Your task ->
How many lines of the entries below include the word "blue"? Answer with the number alone.

Supplied information ->
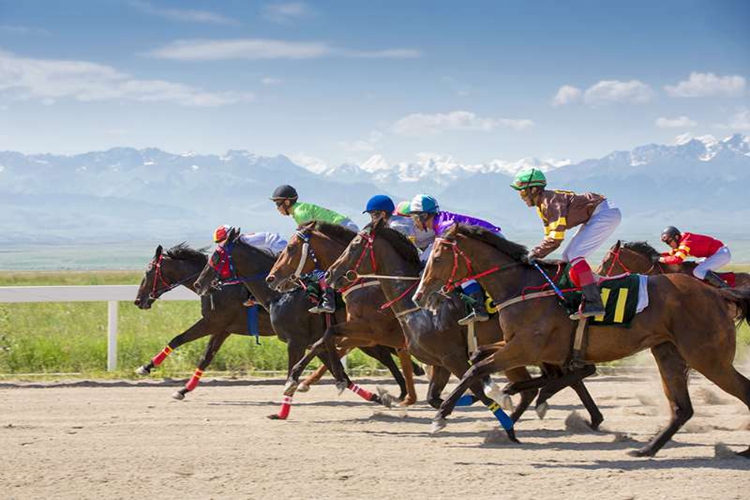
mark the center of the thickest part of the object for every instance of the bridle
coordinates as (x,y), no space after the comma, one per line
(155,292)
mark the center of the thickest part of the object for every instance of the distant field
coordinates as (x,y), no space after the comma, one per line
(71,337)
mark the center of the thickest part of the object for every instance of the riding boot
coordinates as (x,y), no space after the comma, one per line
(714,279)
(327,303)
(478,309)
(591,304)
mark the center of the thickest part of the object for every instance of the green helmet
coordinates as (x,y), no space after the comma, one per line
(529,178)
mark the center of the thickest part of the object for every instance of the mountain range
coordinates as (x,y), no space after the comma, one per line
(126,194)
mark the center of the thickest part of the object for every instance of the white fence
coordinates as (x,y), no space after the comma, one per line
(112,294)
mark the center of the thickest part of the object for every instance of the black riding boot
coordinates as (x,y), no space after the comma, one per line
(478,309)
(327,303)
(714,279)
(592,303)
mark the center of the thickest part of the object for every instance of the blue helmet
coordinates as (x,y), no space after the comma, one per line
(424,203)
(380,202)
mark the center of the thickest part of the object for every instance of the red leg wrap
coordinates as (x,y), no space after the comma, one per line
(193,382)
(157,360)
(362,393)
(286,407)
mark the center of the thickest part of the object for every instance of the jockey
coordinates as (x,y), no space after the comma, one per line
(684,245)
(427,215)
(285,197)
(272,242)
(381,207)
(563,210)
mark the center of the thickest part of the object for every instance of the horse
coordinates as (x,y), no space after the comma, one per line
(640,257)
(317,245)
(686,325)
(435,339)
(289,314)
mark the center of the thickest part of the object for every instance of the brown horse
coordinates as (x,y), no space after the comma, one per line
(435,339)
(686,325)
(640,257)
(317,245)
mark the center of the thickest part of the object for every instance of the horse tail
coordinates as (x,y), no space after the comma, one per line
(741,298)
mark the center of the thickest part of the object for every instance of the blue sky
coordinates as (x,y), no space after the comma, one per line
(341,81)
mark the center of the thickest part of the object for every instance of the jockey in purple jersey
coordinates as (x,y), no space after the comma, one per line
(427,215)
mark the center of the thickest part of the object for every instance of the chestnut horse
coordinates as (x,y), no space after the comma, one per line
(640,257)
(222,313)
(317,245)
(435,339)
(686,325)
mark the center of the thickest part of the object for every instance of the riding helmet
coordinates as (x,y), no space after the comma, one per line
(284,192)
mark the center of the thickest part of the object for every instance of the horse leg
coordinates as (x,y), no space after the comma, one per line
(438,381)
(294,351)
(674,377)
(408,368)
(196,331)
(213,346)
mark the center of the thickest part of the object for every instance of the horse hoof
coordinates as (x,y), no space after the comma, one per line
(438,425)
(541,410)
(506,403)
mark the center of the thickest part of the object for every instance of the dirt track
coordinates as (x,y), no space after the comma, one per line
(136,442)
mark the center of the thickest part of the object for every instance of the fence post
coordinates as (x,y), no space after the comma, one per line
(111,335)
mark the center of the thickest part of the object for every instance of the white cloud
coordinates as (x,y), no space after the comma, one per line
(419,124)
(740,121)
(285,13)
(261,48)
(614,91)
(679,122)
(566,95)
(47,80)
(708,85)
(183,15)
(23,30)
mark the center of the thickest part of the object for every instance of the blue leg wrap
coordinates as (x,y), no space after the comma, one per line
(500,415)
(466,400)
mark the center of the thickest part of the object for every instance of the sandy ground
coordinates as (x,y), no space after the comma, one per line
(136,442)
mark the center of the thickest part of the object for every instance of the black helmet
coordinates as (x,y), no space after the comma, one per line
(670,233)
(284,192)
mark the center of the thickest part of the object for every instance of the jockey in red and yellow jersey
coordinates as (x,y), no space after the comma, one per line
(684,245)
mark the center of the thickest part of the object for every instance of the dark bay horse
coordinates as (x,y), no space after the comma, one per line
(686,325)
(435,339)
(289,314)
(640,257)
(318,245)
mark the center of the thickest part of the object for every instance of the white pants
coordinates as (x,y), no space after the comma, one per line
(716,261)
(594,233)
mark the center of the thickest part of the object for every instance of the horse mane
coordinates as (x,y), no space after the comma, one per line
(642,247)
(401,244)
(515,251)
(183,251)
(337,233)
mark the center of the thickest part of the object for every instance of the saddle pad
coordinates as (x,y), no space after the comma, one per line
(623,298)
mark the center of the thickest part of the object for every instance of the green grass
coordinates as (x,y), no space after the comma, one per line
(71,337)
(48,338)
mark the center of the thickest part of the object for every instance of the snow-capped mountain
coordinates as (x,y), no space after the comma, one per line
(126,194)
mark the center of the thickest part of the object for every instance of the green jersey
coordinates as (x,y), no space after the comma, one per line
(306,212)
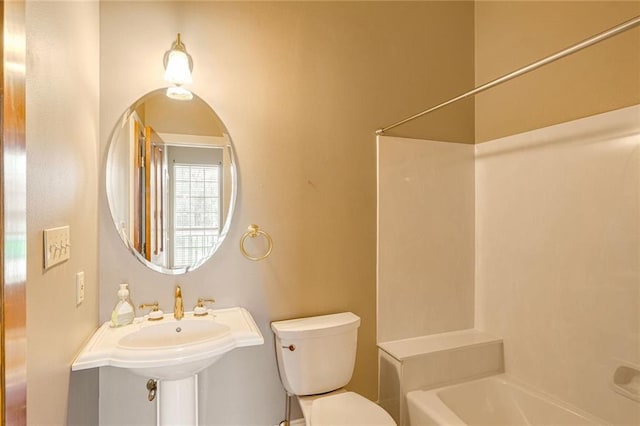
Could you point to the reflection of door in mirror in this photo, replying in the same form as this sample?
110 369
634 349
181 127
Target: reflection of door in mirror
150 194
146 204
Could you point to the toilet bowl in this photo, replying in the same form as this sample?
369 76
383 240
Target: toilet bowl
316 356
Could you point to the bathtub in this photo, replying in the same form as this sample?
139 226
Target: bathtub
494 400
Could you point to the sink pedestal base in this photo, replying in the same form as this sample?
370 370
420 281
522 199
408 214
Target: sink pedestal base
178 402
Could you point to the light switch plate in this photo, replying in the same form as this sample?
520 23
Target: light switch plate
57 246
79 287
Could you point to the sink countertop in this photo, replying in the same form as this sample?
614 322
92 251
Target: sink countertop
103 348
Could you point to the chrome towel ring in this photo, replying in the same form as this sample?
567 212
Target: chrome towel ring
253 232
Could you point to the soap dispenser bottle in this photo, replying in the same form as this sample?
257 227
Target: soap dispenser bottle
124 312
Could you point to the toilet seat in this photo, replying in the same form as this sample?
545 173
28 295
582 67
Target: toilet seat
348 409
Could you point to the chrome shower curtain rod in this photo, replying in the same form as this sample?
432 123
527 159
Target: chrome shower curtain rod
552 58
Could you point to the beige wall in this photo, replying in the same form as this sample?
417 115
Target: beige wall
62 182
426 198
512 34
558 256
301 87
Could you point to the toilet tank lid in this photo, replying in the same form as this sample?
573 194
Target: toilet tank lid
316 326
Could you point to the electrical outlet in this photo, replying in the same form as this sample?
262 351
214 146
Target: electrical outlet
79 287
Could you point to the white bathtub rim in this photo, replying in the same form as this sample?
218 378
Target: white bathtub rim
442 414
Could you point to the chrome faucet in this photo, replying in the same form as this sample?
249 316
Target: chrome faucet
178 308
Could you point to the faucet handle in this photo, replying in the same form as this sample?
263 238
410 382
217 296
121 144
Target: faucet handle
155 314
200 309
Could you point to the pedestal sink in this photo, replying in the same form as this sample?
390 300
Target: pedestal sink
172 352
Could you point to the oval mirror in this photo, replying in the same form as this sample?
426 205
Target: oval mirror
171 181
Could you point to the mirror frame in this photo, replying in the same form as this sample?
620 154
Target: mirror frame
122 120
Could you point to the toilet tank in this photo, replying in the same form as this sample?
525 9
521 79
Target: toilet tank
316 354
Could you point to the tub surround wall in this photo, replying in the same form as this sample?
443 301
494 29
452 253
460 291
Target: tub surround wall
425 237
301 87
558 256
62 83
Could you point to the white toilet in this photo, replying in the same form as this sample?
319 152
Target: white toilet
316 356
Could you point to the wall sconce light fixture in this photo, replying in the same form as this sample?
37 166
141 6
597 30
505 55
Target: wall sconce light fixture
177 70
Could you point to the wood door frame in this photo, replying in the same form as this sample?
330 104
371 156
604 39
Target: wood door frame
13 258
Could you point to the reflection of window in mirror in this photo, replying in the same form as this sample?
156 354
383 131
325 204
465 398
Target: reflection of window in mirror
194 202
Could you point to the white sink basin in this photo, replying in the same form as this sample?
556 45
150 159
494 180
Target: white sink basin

Exercise response ->
3